What to work on:
Show each line of the records below where the word "green" occurs.

(Stored data entries)
Content starts
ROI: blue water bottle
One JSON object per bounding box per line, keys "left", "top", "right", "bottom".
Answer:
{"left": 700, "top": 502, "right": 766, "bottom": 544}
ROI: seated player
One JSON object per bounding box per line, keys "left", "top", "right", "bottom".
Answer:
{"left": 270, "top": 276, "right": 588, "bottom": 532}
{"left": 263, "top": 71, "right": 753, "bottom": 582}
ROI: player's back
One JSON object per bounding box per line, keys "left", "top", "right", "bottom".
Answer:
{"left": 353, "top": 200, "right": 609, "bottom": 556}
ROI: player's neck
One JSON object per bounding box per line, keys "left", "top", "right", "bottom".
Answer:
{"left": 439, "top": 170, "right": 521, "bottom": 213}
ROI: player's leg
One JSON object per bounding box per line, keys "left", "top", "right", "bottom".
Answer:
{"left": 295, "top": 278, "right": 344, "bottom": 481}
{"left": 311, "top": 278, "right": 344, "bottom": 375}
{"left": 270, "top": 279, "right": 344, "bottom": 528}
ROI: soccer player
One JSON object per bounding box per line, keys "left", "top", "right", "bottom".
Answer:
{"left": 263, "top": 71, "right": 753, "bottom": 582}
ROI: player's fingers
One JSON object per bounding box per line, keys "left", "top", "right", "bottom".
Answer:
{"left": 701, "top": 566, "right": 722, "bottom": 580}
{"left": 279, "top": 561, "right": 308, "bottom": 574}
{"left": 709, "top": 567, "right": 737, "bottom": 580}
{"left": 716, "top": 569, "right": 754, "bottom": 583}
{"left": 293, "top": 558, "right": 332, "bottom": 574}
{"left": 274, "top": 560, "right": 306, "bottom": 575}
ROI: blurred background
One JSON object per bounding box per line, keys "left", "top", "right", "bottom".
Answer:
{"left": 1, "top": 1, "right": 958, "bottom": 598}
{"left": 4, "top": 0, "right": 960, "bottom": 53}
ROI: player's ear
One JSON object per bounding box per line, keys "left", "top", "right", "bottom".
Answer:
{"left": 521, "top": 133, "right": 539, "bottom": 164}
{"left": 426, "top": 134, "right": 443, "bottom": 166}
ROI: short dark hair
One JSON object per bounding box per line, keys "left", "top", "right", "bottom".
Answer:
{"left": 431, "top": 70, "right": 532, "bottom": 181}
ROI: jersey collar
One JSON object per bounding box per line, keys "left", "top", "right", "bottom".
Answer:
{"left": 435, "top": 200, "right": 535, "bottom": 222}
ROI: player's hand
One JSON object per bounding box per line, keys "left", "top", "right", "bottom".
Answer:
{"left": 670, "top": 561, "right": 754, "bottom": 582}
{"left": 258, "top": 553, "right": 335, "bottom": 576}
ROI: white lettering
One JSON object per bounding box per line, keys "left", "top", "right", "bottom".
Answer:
Content ends
Content starts
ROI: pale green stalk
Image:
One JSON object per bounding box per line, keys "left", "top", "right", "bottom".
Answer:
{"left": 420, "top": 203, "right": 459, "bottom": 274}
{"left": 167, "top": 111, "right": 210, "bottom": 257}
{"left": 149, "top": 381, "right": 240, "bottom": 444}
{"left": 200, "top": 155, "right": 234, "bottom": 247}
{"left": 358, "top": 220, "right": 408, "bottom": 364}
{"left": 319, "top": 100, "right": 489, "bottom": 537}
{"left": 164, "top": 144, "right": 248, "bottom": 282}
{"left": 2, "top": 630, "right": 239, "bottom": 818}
Content ends
Content starts
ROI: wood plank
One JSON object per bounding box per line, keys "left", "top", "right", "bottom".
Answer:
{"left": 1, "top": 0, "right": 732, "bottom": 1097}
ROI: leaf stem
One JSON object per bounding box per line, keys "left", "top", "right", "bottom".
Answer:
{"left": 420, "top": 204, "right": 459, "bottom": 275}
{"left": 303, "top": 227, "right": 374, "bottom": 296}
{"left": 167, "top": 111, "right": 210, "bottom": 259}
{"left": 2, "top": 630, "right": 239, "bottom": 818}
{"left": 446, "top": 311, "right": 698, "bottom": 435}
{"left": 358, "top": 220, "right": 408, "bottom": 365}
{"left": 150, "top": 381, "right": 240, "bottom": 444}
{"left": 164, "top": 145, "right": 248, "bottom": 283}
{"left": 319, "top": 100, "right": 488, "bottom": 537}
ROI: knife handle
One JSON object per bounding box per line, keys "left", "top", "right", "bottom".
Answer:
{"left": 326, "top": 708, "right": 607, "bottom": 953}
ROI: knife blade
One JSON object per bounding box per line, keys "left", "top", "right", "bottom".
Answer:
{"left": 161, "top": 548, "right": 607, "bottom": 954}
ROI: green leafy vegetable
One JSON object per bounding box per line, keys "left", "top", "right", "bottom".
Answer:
Content ends
Exercise output:
ROI: pale green stalk
ROI: green leafy vegetable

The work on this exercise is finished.